[Opening INPUT MATERIAL section]

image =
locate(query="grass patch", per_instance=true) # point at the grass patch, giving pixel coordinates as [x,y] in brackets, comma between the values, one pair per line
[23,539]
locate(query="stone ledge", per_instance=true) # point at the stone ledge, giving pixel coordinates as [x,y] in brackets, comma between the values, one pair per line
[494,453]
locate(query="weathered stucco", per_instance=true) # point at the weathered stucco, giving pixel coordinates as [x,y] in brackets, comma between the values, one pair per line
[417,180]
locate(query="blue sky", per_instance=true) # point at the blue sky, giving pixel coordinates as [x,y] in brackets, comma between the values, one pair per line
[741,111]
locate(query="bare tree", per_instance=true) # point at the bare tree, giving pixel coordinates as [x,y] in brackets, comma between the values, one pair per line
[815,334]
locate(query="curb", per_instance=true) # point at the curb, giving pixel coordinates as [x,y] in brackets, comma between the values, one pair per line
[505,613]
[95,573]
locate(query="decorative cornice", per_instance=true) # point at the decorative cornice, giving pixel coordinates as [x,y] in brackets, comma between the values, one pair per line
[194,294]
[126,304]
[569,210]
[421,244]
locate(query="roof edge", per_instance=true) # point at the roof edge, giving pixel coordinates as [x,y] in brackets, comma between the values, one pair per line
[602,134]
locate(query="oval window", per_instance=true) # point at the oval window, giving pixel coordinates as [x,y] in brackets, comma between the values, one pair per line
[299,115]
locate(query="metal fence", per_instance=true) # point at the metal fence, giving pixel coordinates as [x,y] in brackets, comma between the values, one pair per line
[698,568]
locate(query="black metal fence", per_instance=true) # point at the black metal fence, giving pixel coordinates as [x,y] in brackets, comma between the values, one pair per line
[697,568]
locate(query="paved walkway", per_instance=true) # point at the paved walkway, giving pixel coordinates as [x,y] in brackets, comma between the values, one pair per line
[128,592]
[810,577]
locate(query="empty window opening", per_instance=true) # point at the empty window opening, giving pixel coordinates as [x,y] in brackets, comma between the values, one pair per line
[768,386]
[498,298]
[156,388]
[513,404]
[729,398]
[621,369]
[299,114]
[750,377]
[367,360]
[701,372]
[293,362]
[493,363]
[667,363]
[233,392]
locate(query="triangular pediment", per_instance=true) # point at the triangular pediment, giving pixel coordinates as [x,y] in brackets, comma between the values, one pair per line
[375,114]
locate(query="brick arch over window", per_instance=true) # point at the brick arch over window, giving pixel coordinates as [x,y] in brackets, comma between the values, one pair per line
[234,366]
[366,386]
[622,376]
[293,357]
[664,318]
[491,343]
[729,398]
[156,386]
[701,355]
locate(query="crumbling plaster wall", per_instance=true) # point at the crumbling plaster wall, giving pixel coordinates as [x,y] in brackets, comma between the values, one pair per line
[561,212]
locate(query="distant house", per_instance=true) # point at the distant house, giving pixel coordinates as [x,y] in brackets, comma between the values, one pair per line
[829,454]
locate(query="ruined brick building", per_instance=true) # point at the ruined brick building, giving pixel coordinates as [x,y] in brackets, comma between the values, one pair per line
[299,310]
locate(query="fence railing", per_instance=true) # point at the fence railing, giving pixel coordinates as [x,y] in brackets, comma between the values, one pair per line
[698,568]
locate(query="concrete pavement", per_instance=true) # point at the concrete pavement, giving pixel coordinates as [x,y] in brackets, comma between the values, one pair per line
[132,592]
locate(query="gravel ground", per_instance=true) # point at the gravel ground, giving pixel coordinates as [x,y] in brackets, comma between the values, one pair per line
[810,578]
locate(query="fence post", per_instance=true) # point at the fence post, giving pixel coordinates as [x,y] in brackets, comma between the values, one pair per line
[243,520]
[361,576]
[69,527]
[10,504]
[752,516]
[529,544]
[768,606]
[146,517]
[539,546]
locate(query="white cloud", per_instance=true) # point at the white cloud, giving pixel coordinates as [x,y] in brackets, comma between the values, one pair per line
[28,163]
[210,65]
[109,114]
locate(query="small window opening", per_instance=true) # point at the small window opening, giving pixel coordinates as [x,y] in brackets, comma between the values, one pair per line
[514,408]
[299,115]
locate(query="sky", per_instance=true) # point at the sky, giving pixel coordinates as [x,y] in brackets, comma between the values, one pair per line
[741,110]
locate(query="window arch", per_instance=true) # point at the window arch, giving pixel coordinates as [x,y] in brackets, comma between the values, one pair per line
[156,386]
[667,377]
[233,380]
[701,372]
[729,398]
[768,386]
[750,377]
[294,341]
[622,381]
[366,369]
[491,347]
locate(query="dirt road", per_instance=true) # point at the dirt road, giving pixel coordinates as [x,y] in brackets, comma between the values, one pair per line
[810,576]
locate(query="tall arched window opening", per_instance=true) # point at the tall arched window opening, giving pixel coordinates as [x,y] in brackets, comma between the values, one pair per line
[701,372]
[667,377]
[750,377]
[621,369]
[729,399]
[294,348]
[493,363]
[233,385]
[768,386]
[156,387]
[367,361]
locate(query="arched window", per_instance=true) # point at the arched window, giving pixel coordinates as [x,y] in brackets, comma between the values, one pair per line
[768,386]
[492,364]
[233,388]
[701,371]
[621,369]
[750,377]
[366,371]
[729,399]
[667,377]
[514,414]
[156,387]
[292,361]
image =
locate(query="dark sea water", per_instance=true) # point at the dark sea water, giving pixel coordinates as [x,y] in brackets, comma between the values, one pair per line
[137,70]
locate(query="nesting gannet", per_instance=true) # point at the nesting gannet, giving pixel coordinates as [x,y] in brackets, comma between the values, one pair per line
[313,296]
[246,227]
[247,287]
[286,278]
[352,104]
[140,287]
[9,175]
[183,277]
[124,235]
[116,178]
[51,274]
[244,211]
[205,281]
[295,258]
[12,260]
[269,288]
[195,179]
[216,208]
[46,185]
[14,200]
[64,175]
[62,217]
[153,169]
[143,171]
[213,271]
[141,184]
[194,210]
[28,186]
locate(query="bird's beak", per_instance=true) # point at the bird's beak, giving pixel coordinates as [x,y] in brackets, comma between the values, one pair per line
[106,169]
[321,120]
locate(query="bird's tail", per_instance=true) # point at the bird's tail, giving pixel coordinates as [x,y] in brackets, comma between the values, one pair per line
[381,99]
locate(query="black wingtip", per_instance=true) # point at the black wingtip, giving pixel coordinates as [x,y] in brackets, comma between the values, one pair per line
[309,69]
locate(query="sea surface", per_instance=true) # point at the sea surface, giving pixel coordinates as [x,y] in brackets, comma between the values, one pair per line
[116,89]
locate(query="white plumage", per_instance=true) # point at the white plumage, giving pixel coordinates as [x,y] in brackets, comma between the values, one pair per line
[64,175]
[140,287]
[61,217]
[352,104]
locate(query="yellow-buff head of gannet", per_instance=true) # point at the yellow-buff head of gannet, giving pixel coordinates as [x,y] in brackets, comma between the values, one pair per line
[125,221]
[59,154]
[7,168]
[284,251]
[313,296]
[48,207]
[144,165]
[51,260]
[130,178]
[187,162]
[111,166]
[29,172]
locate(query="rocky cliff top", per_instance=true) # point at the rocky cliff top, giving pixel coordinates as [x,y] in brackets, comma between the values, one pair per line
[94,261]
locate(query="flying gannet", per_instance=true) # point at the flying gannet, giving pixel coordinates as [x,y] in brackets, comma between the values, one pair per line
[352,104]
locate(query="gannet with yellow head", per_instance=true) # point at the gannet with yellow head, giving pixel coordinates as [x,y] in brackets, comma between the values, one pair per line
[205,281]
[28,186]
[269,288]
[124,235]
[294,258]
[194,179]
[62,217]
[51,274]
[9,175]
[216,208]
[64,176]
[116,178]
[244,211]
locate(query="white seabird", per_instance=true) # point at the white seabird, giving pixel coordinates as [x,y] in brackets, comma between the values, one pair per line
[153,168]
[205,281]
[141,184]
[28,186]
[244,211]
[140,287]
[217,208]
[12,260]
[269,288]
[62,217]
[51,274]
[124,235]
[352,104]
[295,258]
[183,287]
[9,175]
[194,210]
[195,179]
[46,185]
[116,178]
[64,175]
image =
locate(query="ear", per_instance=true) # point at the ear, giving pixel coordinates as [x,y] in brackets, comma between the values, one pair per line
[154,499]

[Closing INPUT MATERIAL section]

WHAT NEEDS TO BE DONE: Only the lines from the one with "white seabird, giving" to the end of the entries above belong in your answer. Retype them exactly.

YOUR SOLUTION:
locate(query="white seabird", per_instance=true) # point at the white seabird, giving pixel coordinates as [x,y] in brackets, comma between the values, one pair per line
[153,168]
[205,281]
[141,184]
[28,186]
[244,211]
[140,287]
[217,208]
[12,260]
[269,288]
[62,217]
[51,274]
[124,235]
[352,104]
[295,258]
[183,287]
[9,175]
[194,210]
[195,179]
[46,185]
[116,178]
[64,175]
image =
locate(query="ear", per_instance=true) # point at the ear, giving pixel coordinates as [x,y] in brackets, comma between the values, one pair per line
[154,499]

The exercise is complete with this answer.